Exercise tasks:
1. Duplicate the portion of the Mayfest article between "This year’s festival" and "everyone at Mayfest.", inclusive.
2. Write the next part of the Mayfest anniversary article, picking up after its final sentence.

*** Supplied passage Section Begins ***

Celebrating 50 Years of Mayfest
Fort Worth’s favorite riverside jamboree is returning to Trinity Park next month with 50 candles atop its cake and big plans to make up for lost time. The beloved Mayfest, a four-day family festival that celebrates all things community and outdoors, was cancelled in 2020 and 2021 due to the pandemic. But this two-year respite has allowed the team at Trinity Collaborative, Inc., the nonprofit organization that produces this event, to plan the most extravagant extravaganza in Mayfest’s five-decade history.
This year’s festival experience is tailored to patrons of all ages and will feature seven stages devoted to music and live entertainment from local artists, music schools and dance companies; a children’s area with free arts and crafts stations; exhibits; an art and gift market; a craft beer and wine garden; food vendors that serve the classics and the atypical; and carnival rides and attractions sure to meet every adventure level. To put it plainly: there is something to do, eat and drink for everyone at Mayfest.

*** Supplied passage Section Ends ***
*** Recorded information Section Begins ***

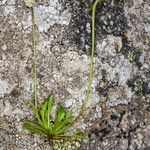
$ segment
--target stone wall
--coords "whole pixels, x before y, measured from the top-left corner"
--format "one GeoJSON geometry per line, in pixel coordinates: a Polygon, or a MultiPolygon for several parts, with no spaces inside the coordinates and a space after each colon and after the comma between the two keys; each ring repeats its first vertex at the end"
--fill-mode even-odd
{"type": "MultiPolygon", "coordinates": [[[[53,94],[55,104],[61,102],[76,116],[89,76],[91,10],[80,0],[38,0],[34,9],[39,102],[53,94]]],[[[0,12],[1,149],[50,149],[45,138],[22,127],[27,117],[32,118],[30,9],[21,0],[1,0],[0,12]]],[[[88,138],[72,149],[150,149],[149,60],[149,0],[98,4],[92,90],[74,127],[88,138]]]]}

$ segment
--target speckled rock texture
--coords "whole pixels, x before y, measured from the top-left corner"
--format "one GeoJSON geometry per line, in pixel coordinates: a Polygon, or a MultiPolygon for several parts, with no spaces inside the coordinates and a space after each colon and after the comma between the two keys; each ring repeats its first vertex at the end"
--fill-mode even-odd
{"type": "MultiPolygon", "coordinates": [[[[89,76],[91,9],[80,0],[38,0],[34,9],[39,102],[53,94],[76,116],[89,76]]],[[[49,150],[22,127],[33,116],[31,11],[1,0],[0,12],[0,150],[49,150]]],[[[70,149],[150,150],[149,0],[98,4],[93,84],[74,128],[87,139],[70,149]]]]}

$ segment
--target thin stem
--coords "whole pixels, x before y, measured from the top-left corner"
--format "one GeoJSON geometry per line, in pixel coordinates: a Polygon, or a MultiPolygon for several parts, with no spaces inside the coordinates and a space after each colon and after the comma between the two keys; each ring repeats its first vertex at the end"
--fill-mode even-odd
{"type": "Polygon", "coordinates": [[[36,58],[36,33],[35,33],[35,15],[34,15],[34,9],[33,7],[31,8],[32,10],[32,42],[33,42],[33,69],[34,69],[34,103],[35,107],[37,108],[37,58],[36,58]]]}
{"type": "Polygon", "coordinates": [[[98,4],[99,0],[96,0],[93,8],[92,8],[92,50],[91,50],[91,62],[90,62],[90,75],[89,75],[89,83],[88,83],[88,88],[86,91],[86,96],[85,100],[83,102],[83,106],[81,107],[81,110],[78,114],[78,116],[73,120],[73,123],[77,121],[77,119],[82,115],[87,101],[89,99],[90,91],[91,91],[91,85],[93,81],[93,61],[94,61],[94,49],[95,49],[95,12],[96,12],[96,6],[98,4]]]}

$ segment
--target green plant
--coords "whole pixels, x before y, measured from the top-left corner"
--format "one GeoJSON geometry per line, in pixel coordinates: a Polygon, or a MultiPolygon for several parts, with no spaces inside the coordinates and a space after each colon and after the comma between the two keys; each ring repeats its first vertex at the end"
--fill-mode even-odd
{"type": "Polygon", "coordinates": [[[72,111],[66,112],[64,107],[59,105],[57,107],[56,117],[55,119],[52,119],[52,116],[50,115],[52,106],[52,96],[48,96],[39,109],[34,104],[31,104],[35,120],[34,122],[25,122],[24,127],[31,132],[47,136],[49,140],[85,138],[80,131],[73,134],[66,134],[65,131],[72,126],[72,111]]]}
{"type": "Polygon", "coordinates": [[[83,114],[86,107],[87,101],[89,99],[89,94],[91,90],[91,84],[93,80],[93,59],[94,59],[94,49],[95,49],[95,11],[96,6],[99,2],[103,0],[96,0],[92,7],[92,51],[91,51],[91,63],[90,63],[90,75],[89,84],[86,91],[86,97],[83,106],[78,114],[78,116],[73,119],[72,111],[65,111],[64,107],[59,105],[56,110],[55,119],[50,115],[53,106],[53,97],[48,96],[44,103],[39,107],[37,99],[37,73],[36,73],[36,31],[35,31],[35,15],[33,5],[35,0],[24,0],[25,5],[31,9],[32,12],[32,40],[33,40],[33,68],[34,68],[34,104],[31,103],[32,111],[34,112],[34,121],[27,121],[24,123],[24,128],[28,129],[33,133],[38,133],[46,136],[49,141],[52,140],[62,140],[70,138],[83,139],[85,136],[80,131],[75,133],[66,133],[70,129],[77,119],[83,114]]]}

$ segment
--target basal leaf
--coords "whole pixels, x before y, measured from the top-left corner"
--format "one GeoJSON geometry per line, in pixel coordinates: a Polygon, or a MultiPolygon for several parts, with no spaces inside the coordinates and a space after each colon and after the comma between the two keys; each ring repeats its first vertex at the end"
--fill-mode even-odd
{"type": "Polygon", "coordinates": [[[40,127],[40,126],[38,126],[37,124],[34,124],[34,123],[32,123],[32,122],[25,122],[25,123],[23,124],[23,127],[26,128],[26,129],[28,129],[28,130],[31,131],[31,132],[45,135],[45,132],[44,132],[44,130],[42,129],[42,127],[40,127]]]}
{"type": "Polygon", "coordinates": [[[38,109],[32,103],[31,103],[31,108],[32,108],[32,110],[34,112],[35,119],[37,120],[37,122],[39,123],[39,125],[44,126],[43,122],[41,121],[38,109]]]}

*** Recorded information Section Ends ***

Answers by task:
1.
This year’s festival experience is tailored to patrons of all ages and will feature seven stages devoted to music and live entertainment from local artists, music schools and dance companies; a children’s area with free arts and crafts stations; exhibits; an art and gift market; a craft beer and wine garden; food vendors that serve the classics and the atypical; and carnival rides and attractions sure to meet every adventure level. To put it plainly: there is something to do, eat and drink for everyone at Mayfest.

2.
The origin of this festival dates to May 1, 1973, when a group of organizations that are still present today (Junior League, Tarrant Regional Water District, Streams & Valleys, Inc., and the city of Fort Worth) wanted to host an event to celebrate the hard work and dedication that went into revitalizing and transforming the Trinity and its surrounding parks for the benefit of the community. Now, 50 years later, and Mayfest continues to give back. Trinity Collaborative donates the festival proceeds to the community in support of programs from three of Mayfest’s founding organization. So far, the nonprofit, whose mission is to connect people for a better river, better parks, and better community, has given $7.5 million to Fort Worth and its citizens.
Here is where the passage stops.